=== GIVEN PROBLEM ===
Gather every line in the entries below that contains the string "mosque", treating uppercase and lowercase letters as different.

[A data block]
□ □ □ □ □ □ □

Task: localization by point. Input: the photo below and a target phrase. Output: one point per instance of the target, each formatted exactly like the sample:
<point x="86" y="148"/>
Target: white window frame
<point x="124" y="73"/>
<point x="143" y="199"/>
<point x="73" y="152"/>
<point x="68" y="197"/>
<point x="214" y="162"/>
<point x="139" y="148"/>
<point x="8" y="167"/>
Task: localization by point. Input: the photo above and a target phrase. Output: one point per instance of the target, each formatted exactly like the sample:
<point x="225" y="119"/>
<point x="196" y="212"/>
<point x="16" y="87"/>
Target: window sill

□ □ □ □ □ □ □

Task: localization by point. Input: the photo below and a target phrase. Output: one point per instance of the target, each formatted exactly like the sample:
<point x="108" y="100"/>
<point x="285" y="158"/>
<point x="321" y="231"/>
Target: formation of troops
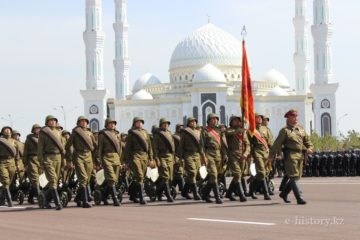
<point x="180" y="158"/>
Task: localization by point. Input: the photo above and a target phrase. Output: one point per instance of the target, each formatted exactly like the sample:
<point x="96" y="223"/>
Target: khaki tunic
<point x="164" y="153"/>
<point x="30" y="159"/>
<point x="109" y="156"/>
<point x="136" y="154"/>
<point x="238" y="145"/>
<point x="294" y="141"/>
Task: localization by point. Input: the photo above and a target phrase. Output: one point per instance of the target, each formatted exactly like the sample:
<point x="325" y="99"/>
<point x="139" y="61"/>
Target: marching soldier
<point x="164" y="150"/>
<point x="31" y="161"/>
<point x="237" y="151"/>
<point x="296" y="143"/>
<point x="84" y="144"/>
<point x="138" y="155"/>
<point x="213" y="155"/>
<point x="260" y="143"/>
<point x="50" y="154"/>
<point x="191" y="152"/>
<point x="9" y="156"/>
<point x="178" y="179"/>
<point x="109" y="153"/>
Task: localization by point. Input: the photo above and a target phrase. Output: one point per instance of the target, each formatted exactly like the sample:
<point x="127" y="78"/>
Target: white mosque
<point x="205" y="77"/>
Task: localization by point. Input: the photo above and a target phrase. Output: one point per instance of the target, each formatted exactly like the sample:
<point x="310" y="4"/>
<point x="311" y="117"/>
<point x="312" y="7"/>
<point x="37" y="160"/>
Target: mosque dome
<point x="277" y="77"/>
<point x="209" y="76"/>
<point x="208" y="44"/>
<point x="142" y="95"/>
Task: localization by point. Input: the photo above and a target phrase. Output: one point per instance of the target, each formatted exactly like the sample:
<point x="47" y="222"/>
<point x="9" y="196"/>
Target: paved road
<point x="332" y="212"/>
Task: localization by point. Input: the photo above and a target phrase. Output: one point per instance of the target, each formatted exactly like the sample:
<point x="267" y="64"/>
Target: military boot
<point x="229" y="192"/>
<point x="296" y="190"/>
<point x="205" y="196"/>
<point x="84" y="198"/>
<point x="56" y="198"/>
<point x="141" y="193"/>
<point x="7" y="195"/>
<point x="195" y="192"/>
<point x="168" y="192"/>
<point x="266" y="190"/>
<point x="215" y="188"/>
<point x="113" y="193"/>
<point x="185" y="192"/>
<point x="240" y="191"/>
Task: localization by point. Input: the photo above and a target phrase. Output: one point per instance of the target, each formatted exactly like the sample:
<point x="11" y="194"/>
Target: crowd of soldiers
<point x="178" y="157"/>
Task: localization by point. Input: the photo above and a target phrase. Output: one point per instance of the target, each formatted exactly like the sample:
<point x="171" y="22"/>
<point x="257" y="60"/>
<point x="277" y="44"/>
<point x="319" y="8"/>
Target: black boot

□ □ □ □ □ □ □

=== REPLY ===
Target: white mosque
Target: mosque dome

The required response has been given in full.